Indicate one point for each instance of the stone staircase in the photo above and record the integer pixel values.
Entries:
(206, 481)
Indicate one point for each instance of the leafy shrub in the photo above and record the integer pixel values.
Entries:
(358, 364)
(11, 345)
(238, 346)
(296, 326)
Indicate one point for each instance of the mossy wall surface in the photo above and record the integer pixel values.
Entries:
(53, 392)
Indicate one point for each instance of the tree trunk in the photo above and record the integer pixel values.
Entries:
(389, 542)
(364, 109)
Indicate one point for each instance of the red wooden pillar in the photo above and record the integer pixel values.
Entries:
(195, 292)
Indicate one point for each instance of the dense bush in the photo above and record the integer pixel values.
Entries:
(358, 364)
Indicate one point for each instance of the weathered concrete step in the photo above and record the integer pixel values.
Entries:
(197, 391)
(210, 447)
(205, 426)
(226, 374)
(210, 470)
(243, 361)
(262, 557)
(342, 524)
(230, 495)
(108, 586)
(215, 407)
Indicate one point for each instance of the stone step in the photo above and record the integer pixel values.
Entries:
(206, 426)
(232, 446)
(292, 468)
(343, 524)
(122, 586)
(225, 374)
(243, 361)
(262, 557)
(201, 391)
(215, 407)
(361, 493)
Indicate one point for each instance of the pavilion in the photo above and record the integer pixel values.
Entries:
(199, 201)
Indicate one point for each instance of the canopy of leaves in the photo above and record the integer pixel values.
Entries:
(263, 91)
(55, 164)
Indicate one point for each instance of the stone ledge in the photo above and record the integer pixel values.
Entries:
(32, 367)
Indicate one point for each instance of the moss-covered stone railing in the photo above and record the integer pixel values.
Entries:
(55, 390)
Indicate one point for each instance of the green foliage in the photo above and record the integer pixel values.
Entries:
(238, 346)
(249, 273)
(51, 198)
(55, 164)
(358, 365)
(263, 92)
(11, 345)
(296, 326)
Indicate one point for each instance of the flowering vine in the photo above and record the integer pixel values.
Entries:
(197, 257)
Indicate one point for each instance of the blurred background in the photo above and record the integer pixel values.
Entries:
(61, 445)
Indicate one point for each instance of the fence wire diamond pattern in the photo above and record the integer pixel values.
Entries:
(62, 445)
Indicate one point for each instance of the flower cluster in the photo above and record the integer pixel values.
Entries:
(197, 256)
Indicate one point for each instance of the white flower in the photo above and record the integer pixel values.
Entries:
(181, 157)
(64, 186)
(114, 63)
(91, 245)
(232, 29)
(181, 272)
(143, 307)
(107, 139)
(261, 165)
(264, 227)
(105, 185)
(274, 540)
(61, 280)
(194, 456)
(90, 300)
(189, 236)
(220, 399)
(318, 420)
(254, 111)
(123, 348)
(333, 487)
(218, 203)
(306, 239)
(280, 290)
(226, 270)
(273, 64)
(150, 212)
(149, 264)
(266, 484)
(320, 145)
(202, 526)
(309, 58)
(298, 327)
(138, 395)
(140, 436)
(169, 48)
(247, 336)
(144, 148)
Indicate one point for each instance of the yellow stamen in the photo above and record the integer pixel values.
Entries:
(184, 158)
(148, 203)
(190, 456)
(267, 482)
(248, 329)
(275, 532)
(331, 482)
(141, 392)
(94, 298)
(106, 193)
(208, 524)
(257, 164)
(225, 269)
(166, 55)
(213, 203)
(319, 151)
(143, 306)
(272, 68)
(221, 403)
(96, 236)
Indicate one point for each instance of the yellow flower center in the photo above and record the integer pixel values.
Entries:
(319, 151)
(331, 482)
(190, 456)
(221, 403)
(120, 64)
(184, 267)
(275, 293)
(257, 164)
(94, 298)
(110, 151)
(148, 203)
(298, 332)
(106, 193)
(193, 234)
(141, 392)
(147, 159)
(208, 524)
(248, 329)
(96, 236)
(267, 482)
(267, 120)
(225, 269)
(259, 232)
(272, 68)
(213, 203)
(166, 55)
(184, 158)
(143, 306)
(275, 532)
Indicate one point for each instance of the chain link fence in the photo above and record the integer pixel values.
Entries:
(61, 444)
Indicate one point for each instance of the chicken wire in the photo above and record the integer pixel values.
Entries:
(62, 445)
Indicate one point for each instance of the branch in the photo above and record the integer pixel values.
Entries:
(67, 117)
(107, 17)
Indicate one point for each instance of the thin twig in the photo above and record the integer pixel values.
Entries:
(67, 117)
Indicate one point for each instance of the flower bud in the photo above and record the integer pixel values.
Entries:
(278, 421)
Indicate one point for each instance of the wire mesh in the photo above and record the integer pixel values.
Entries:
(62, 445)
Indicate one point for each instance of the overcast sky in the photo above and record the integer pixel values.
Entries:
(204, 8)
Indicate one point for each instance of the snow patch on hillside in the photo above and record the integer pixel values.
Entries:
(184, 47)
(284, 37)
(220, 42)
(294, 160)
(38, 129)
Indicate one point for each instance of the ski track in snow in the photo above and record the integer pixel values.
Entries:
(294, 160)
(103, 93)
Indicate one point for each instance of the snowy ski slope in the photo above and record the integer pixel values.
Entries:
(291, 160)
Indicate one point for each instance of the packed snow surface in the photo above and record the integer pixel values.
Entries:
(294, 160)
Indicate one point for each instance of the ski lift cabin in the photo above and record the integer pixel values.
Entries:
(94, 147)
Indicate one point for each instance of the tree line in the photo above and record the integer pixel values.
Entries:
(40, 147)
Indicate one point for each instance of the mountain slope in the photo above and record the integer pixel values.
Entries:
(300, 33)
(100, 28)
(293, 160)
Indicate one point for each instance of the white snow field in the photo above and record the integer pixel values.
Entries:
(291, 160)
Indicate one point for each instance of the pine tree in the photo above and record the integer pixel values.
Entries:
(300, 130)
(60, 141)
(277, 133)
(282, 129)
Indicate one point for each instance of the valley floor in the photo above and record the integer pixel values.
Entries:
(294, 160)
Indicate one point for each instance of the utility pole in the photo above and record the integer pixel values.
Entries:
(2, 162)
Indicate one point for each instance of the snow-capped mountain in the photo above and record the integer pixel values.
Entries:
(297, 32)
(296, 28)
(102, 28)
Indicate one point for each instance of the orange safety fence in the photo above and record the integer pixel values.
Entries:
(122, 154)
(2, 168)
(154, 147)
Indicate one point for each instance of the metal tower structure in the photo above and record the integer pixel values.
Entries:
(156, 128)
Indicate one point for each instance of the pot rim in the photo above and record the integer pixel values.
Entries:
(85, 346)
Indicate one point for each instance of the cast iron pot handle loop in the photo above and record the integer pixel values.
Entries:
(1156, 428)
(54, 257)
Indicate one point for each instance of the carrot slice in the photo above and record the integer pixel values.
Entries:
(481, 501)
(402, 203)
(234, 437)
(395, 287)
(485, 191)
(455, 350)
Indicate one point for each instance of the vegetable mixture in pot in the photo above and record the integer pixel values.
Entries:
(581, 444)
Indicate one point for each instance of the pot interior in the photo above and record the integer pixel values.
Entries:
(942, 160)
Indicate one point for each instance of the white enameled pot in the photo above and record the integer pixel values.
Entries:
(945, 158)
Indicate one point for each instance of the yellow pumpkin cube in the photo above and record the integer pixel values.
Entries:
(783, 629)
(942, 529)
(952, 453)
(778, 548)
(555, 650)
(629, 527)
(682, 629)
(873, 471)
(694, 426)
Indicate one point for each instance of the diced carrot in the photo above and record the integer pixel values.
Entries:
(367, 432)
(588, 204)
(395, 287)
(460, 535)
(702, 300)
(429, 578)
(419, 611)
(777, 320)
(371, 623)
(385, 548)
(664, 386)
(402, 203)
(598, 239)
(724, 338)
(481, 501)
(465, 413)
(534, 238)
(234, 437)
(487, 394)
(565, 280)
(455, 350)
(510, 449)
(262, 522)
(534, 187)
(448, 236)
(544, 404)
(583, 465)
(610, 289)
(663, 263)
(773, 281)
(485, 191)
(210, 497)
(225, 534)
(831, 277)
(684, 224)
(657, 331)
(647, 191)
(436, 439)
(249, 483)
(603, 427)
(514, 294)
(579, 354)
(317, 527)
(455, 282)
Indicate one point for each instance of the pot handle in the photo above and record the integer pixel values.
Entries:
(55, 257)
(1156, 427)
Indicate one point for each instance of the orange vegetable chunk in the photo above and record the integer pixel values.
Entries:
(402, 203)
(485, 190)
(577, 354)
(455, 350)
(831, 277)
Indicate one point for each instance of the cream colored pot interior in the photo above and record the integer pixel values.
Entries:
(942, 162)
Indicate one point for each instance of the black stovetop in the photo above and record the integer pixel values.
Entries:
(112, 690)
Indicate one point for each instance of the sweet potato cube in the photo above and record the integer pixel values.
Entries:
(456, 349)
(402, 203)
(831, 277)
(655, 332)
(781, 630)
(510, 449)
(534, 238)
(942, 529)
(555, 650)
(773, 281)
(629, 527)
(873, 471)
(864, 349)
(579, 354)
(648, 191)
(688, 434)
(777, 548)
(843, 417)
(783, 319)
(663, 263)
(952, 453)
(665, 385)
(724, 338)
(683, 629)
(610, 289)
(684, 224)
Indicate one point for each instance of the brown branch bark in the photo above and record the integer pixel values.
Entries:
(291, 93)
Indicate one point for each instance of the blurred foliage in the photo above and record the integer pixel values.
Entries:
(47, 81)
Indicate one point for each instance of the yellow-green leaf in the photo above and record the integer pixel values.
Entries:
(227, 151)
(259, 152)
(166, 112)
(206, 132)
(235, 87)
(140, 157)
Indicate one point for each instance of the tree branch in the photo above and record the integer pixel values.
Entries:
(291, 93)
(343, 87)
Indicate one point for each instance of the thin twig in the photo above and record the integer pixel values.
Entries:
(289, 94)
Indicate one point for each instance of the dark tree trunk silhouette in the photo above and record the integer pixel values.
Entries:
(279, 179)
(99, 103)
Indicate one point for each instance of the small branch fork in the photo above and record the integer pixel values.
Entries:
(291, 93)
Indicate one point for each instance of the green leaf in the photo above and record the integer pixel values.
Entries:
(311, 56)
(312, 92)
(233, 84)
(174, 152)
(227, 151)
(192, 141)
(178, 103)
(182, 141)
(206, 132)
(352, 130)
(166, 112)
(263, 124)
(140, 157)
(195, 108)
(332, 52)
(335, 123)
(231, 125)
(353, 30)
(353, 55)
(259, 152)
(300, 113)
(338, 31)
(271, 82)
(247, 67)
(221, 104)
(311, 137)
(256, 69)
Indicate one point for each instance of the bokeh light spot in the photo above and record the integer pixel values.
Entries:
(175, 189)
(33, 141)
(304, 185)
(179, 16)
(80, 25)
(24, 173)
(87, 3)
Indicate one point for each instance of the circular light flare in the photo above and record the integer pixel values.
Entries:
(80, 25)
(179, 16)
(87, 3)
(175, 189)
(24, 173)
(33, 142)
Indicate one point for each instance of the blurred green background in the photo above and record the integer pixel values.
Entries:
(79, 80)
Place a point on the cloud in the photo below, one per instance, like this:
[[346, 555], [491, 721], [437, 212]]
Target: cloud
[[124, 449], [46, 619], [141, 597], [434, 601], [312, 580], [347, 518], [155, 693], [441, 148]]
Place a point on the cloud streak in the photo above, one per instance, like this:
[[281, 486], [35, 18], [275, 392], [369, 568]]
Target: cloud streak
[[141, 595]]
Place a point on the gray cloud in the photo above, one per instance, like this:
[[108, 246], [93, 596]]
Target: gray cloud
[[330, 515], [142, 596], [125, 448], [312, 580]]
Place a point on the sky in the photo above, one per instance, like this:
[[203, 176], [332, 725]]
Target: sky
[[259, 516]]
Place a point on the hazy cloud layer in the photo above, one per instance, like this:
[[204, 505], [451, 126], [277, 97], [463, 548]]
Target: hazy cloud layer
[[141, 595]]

REQUIREMENT
Only a number should be returned: the count of lines above that include "blurred".

SOLVED PROBLEM
3